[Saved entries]

----

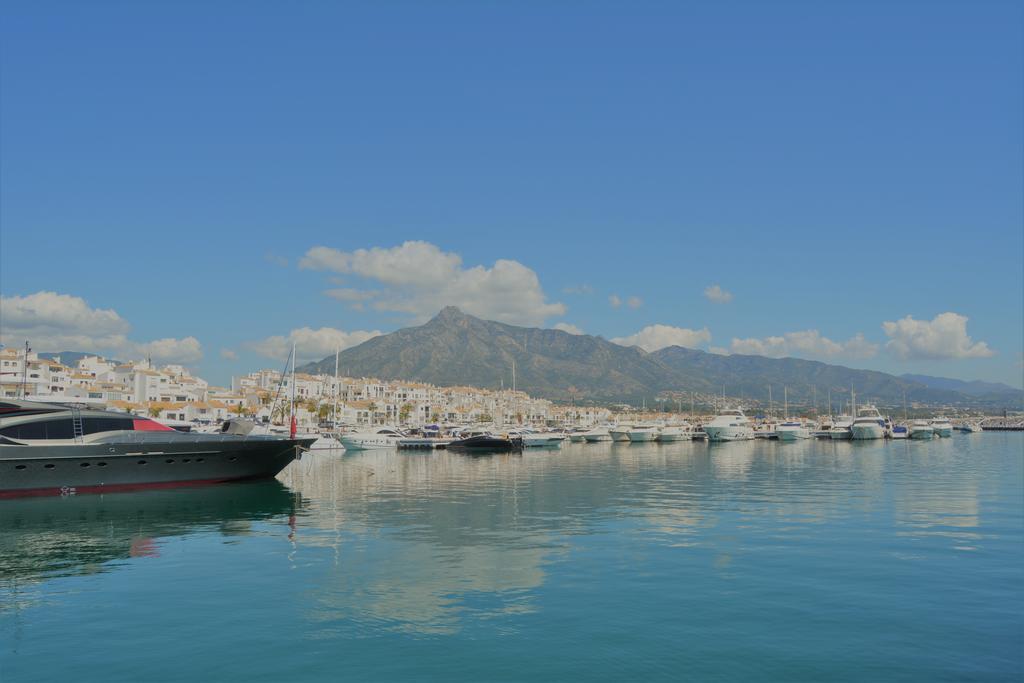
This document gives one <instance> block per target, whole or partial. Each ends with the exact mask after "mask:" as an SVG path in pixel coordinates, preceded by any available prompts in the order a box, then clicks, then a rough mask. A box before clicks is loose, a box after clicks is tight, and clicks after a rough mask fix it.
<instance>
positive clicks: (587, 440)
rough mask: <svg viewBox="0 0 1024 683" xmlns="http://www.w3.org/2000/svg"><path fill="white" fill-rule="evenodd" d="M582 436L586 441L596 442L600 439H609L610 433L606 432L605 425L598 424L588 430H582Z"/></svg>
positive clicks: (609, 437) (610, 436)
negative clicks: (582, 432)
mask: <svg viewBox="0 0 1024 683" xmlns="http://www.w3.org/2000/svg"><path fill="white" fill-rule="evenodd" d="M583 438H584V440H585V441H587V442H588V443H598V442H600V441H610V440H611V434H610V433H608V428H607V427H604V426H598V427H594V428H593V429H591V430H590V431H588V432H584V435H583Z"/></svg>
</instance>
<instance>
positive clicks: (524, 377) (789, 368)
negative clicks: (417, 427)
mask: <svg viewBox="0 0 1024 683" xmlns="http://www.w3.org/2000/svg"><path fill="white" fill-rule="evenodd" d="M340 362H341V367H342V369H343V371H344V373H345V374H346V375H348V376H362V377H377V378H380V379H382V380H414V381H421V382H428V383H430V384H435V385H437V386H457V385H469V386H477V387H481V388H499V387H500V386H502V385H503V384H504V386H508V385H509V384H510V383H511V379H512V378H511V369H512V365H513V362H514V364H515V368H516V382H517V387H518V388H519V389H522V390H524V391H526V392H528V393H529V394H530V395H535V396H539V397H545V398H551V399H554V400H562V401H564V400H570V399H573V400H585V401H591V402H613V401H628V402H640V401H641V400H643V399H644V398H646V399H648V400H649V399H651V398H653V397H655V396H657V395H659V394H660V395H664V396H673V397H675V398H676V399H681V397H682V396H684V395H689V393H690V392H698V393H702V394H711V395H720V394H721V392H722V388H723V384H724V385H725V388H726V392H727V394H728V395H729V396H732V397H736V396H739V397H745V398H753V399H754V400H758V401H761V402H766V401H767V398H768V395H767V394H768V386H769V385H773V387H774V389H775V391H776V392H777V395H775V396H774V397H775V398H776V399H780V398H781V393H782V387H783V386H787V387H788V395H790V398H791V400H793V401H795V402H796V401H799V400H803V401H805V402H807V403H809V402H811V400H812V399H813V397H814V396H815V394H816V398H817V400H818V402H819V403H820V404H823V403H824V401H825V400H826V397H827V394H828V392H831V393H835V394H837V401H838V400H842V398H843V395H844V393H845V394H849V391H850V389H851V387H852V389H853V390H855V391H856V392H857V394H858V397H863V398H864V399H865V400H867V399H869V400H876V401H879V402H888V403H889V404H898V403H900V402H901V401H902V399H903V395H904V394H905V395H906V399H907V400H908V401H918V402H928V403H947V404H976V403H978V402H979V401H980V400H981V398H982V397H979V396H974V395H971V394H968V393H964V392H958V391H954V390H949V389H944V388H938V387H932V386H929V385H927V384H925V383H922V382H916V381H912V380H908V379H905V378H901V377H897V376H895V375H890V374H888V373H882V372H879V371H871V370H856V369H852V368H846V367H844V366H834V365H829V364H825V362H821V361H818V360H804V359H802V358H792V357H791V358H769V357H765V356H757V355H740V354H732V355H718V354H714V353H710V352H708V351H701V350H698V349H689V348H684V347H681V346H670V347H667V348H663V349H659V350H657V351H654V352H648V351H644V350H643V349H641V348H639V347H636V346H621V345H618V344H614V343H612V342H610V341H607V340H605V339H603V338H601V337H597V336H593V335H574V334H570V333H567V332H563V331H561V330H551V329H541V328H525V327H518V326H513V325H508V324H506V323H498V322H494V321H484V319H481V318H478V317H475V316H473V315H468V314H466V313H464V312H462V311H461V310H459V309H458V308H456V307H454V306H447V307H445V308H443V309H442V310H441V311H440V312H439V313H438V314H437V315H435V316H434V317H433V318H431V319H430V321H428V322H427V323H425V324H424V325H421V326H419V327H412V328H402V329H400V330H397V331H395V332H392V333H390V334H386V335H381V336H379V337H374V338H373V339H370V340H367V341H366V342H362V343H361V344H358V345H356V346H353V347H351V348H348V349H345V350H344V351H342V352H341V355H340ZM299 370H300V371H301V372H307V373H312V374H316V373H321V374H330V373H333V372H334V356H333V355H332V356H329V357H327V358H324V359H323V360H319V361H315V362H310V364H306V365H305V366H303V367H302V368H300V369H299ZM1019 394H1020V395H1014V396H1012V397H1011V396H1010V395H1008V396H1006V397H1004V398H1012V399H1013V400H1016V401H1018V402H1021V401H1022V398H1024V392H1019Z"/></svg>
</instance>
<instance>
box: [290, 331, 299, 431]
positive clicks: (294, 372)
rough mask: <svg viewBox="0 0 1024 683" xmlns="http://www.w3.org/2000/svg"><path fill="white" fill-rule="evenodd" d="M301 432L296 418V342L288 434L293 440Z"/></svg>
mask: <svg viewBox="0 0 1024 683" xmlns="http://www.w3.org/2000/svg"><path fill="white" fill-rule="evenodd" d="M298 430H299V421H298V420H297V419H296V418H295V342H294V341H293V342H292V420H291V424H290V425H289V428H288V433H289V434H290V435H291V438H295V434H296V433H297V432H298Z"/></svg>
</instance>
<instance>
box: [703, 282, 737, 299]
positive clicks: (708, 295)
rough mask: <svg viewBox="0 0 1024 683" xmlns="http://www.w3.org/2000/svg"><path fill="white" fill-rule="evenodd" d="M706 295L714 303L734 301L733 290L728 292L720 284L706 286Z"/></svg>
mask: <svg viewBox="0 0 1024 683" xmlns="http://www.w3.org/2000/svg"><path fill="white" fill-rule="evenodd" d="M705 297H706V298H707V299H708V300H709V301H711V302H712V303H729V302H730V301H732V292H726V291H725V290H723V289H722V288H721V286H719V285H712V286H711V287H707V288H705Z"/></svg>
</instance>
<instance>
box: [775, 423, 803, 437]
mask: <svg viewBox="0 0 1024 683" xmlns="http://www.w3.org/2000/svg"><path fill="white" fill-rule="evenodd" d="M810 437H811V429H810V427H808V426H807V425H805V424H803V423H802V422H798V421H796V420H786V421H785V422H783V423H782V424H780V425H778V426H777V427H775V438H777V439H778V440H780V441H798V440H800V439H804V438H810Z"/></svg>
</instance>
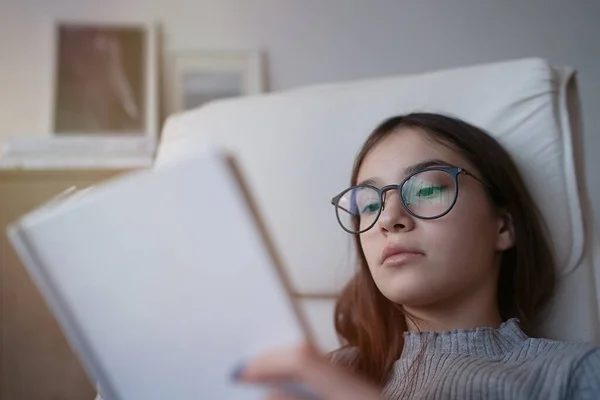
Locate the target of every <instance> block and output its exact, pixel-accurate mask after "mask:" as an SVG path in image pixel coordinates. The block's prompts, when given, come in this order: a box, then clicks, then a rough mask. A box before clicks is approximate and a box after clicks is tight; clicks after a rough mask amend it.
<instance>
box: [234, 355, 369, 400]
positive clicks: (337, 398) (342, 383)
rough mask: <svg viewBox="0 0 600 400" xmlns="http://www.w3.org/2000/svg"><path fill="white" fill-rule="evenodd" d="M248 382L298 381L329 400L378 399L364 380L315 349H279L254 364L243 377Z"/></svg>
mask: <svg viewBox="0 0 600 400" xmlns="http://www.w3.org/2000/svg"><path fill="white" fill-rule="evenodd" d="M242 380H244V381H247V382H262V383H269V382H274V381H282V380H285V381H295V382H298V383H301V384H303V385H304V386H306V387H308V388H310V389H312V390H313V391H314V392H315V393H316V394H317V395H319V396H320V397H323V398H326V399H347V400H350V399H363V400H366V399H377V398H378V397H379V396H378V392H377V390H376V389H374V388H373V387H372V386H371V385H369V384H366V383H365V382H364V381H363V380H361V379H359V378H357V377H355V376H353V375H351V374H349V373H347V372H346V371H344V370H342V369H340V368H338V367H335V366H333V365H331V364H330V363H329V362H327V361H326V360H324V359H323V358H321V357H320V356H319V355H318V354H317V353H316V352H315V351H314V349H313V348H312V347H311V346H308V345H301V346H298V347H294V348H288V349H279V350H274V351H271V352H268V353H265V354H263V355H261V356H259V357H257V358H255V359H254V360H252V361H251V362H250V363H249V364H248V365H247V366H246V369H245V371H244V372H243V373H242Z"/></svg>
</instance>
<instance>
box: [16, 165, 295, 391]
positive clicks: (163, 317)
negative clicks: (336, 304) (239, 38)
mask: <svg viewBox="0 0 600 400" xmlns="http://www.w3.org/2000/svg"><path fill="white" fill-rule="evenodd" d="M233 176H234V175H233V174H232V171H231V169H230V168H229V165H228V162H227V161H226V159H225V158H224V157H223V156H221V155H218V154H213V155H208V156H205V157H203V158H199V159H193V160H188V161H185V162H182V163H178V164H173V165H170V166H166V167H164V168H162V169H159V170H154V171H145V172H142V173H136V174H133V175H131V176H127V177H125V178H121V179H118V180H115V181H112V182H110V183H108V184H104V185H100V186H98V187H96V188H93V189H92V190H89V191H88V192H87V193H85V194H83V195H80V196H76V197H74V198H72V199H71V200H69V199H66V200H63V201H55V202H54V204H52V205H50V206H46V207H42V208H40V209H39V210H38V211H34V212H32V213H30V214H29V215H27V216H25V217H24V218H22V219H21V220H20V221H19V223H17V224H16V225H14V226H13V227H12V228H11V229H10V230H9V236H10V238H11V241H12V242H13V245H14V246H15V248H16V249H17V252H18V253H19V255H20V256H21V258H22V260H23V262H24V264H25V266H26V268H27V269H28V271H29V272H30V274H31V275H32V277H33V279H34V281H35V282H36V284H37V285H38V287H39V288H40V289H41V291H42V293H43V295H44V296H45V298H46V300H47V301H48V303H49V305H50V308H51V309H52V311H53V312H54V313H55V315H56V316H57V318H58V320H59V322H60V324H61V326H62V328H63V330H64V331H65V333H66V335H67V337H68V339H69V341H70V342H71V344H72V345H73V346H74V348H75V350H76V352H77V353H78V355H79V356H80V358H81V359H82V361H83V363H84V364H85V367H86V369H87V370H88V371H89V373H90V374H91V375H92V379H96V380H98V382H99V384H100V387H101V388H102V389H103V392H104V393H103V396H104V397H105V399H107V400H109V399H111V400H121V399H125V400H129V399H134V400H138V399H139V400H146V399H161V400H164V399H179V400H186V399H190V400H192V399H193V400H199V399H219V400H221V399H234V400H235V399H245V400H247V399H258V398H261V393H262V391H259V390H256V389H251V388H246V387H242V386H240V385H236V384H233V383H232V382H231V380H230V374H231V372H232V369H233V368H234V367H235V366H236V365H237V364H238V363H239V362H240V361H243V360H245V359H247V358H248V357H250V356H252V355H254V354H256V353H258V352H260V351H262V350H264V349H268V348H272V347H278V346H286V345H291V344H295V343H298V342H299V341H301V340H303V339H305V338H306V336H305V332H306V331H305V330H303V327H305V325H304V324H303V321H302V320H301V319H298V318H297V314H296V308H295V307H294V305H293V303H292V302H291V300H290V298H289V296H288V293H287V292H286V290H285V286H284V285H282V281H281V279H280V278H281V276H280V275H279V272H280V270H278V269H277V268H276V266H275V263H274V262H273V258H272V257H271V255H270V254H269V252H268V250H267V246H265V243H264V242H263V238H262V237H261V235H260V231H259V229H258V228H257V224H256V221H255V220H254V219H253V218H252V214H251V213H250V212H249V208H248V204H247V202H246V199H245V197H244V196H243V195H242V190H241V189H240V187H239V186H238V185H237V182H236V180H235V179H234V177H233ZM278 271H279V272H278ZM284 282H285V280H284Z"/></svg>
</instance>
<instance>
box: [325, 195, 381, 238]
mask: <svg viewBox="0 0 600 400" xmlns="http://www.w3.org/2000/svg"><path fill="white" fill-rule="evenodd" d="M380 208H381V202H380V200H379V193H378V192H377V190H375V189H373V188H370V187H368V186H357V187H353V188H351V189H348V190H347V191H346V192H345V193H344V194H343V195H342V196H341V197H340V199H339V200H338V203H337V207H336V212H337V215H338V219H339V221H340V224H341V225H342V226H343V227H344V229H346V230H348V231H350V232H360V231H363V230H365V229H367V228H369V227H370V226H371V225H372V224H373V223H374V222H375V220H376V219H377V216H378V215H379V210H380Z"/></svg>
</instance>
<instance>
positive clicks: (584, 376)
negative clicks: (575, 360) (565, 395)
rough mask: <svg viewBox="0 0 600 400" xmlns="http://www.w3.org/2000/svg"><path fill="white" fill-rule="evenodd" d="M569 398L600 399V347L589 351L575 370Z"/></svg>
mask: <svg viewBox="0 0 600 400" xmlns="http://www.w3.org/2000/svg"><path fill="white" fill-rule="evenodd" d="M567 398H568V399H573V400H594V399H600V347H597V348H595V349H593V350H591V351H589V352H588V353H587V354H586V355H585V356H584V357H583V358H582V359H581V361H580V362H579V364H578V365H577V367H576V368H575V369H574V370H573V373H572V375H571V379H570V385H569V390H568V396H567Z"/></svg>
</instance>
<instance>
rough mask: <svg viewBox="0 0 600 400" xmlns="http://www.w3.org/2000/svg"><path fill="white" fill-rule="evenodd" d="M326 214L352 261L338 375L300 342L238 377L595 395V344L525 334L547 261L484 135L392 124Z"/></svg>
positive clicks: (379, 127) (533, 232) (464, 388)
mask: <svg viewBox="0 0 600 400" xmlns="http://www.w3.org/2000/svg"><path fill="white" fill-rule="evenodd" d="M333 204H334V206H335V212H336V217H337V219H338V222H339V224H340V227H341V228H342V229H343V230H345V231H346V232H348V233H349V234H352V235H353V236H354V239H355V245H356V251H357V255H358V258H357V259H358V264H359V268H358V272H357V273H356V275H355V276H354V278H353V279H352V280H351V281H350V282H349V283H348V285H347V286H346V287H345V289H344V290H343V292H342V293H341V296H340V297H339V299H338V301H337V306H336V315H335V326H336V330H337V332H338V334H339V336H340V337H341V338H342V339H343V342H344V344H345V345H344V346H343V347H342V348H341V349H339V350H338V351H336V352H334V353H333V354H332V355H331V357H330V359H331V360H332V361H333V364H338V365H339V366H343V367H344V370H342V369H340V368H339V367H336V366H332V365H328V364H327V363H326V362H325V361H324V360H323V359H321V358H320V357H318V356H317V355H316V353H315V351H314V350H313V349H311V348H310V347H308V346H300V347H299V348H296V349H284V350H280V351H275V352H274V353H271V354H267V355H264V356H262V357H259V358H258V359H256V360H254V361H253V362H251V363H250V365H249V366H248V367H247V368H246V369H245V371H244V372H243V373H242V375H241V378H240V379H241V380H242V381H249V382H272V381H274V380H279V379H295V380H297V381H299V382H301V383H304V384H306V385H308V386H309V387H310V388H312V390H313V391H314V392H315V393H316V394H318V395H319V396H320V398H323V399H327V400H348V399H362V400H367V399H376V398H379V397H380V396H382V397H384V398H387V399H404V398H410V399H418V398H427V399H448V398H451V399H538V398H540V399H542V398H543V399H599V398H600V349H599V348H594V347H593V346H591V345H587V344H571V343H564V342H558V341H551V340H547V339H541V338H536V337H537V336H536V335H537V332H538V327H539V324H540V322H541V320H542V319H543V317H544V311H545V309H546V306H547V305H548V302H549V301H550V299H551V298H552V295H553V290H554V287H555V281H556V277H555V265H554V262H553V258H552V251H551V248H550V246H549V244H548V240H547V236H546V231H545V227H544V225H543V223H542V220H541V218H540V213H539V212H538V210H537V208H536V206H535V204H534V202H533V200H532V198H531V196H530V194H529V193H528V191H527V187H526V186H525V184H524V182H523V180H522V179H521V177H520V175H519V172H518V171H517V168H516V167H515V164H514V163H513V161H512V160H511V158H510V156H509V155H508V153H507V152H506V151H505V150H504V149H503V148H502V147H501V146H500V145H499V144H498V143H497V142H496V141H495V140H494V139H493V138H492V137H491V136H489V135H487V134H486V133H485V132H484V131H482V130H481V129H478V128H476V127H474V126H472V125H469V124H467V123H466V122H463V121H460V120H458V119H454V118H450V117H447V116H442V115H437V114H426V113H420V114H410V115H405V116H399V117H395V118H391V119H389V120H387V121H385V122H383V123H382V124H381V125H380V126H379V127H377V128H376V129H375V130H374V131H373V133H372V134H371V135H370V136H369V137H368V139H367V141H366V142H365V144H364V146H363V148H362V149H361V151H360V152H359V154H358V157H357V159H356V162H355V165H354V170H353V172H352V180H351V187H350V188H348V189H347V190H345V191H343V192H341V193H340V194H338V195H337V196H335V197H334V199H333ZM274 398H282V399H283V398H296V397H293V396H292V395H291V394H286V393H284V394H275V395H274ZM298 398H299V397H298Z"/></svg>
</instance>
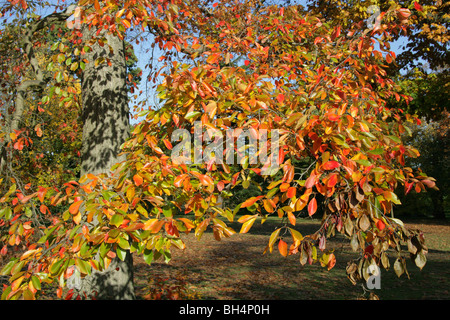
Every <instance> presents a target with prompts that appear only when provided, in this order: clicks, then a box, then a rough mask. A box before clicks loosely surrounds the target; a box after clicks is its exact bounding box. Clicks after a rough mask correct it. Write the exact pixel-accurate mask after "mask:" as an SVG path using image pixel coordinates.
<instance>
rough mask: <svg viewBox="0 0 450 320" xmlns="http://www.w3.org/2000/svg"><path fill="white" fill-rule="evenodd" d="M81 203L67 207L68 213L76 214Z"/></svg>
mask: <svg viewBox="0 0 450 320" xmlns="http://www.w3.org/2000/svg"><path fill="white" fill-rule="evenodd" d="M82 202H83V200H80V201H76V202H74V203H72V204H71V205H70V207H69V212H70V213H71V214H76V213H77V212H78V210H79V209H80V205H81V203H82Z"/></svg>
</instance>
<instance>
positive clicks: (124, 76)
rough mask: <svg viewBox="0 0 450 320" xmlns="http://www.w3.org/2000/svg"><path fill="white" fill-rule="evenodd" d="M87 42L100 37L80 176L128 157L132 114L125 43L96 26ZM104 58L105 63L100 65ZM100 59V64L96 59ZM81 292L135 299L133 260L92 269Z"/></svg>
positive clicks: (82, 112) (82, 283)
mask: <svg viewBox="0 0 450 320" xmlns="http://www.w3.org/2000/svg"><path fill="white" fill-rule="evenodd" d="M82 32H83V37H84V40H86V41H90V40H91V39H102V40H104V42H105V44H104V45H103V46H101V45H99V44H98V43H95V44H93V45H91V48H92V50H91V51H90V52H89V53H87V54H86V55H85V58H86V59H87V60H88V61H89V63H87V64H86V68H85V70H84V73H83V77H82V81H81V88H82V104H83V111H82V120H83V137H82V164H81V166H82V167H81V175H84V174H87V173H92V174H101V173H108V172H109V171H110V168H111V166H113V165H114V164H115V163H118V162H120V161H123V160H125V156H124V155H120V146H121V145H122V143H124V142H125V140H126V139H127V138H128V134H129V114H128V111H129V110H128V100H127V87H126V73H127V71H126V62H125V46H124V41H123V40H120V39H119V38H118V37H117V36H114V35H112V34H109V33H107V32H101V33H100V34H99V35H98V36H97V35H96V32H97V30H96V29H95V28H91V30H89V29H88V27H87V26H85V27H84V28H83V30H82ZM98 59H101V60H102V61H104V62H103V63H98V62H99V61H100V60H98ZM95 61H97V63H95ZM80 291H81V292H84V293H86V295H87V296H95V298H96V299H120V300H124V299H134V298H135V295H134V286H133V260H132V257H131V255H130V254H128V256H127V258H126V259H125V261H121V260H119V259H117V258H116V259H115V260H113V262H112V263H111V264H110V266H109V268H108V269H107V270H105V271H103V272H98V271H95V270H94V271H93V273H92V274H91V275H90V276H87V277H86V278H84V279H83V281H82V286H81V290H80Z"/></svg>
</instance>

----

== Activity ==
Would you please filter the lines above and copy every one that includes "with"?

== Response to the task ==
This document gives one <instance> block per target, whole or partial. Each ends with the exact mask after "mask:" as an SVG path in pixel coordinates, preceded by any available prompts in the order a box, then clicks, then a rough mask. A box before clicks is loose, a box after clicks is tight, and clicks after a rough mask fix it.
Every <instance> presents a target with prompts that appear only when provided, in this order: clicks, then a box, then a rough mask. A box before clicks loosely surrounds the target; a box after clicks is its exact bounding box. Clicks after a rough mask correct it. Write the exact pixel-accurate mask after "mask:" as an SVG path using image pixel coordinates.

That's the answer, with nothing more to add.